**Directions:**
a – In the text on U.S. health care, copy the stretch from "In 2008, the" through "of their GDPs.", replacing "calendar year" with "given year".
b – According to the text on U.S. health care, what percentage of its GDP did the U.S. spend on health care in 2005?

The difficulty in fixing an old patchwork quilt is that the very attempt of introducing another patch will strain the nearby old fabric, thus creating further rips and tears. This is what I see happening with the pro-competition plans. They will not work alone, because competition in health care is seldom about bringing the prices down or trying to cover everyone, for reasons I have discussed here.
Neither is it necessarily contributing to high-quality care: The United States, with its large private health care sector and high expenditure levels, fares poorly in international comparisons of those bluntest of (inverse) quality measures: life expectancy and mortality rates.
In 2008, the U.S life expectancy at birth was 78.1 years, while the corresponding figures in Canada and the U.K. were 81.2 and 78.9 years respectively. Infant mortality rates (measured as deaths per 1,000 live births in a calendar year, and usually regarded as valid measures of care quality) show a similar pattern that year: The U.S. rate was 6.3, the Canadian, 5.1 and the British, 4.9.
And what did we pay to get those not-so-impressive results? A lot. In 2005, the latest year for which cost data is available on all three countries, the U.S. spent 15.3 percent of its gross domestic product (GDP) on health care, while the health care systems of Canada and the U.K. managed to get by with 9.8 percent and 8.3 percent of their GDPs.
To put these numbers into an even starker perspective, note that the Canadian and British systems covered everyone, but the U.S. system spent a lot more while leaving around 16 percent of Americans uninsured.
What all that money has bought many Americans is access to high-tech care and the results of latest medical research. These are valuable things and worth keeping. But it's important to remember that high-tech care isn't always equal to high-quality care.
Medical firms may compete in apparent quality by offering the latest medical advances, but when other firms do likewise, the facilities may be duplicated and no one firm may end up with enough patients to keep the practitioners' skills in their application up-to-date. Yet someone will have to pay for all those facilities.
On Patches and Purse Strings
Now imagine this large patchwork health care quilt on the bed called the United States. Some of us lie under it comfortably, because the quilt above us is whole and warm. Others lie under a rip or a tear, turning and twisting while trying to avoid it. Yet others are not even under the quilt.
This is what the Obama administration faces. It is the new Keeper of the Quilt and needs to decide what to mend and how. This requires managing the three goals of universal access, low costs and high quality, a juggling act, because increasing access or quality tends to also increase the costs of care.

**Data section:**
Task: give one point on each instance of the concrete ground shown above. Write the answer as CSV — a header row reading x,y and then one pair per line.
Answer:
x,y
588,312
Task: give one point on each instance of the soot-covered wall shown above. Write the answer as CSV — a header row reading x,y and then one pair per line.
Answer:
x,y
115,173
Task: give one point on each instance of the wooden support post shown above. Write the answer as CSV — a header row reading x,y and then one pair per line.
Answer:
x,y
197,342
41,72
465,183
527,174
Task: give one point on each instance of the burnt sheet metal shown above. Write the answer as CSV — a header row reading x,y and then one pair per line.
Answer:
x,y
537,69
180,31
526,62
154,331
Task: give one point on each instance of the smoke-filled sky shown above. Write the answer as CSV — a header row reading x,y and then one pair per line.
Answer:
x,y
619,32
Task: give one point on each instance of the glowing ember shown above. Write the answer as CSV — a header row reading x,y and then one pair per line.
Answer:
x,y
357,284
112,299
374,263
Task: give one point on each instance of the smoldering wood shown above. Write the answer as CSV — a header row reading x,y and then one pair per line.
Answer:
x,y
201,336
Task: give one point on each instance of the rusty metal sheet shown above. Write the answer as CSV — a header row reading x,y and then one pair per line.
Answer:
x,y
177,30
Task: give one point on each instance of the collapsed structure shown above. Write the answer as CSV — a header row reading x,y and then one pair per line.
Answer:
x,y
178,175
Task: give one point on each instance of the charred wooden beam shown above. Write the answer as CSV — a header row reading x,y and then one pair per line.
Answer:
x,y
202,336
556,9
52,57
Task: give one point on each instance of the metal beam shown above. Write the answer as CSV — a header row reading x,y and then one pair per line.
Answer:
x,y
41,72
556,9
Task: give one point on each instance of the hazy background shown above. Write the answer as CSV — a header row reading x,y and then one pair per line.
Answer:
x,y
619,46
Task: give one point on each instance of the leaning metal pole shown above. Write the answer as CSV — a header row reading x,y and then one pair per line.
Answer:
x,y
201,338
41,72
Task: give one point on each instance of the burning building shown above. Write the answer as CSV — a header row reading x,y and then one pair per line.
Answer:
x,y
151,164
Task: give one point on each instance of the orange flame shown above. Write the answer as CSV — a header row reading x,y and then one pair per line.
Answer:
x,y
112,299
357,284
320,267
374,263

--

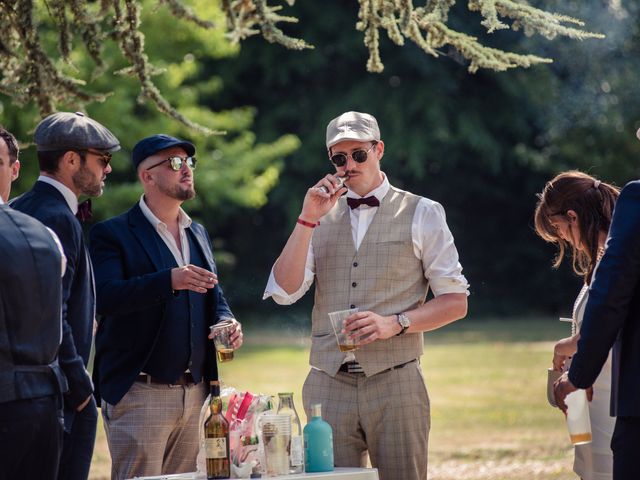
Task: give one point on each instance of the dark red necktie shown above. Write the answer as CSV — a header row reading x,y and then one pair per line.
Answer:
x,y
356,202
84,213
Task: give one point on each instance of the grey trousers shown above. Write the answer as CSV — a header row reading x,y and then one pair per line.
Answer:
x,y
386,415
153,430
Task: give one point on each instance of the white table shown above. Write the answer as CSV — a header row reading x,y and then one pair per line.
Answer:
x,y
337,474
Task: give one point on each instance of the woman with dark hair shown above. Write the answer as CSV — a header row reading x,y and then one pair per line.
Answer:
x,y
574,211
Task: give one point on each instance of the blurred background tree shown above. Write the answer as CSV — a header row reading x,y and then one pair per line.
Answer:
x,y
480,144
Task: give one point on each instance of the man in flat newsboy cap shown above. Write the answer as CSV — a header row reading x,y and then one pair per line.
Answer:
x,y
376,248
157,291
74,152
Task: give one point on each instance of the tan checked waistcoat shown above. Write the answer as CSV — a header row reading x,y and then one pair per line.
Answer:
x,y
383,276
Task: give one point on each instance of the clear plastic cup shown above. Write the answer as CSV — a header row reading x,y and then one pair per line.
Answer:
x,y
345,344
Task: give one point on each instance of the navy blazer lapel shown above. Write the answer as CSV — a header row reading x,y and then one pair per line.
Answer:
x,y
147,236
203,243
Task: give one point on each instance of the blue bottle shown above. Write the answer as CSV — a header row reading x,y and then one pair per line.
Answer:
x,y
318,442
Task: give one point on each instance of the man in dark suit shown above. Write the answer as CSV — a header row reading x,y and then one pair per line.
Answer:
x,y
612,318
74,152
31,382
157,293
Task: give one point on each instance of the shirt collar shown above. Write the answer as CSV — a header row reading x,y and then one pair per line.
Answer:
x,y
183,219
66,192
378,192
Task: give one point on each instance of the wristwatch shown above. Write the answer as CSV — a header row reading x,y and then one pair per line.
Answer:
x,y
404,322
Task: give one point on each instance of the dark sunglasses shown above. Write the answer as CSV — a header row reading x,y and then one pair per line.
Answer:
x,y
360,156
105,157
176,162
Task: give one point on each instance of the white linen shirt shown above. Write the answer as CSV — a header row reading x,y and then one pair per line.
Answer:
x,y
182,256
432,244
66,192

**Solution set:**
a –
In 2008, the U.S life expectancy at birth was 78.1 years, while the corresponding figures in Canada and the U.K. were 81.2 and 78.9 years respectively. Infant mortality rates (measured as deaths per 1,000 live births in a given year, and usually regarded as valid measures of care quality) show a similar pattern that year: The U.S. rate was 6.3, the Canadian, 5.1 and the British, 4.9.
And what did we pay to get those not-so-impressive results? A lot. In 2005, the latest year for which cost data is available on all three countries, the U.S. spent 15.3 percent of its gross domestic product (GDP) on health care, while the health care systems of Canada and the U.K. managed to get by with 9.8 percent and 8.3 percent of their GDPs.

b – 15.3 percent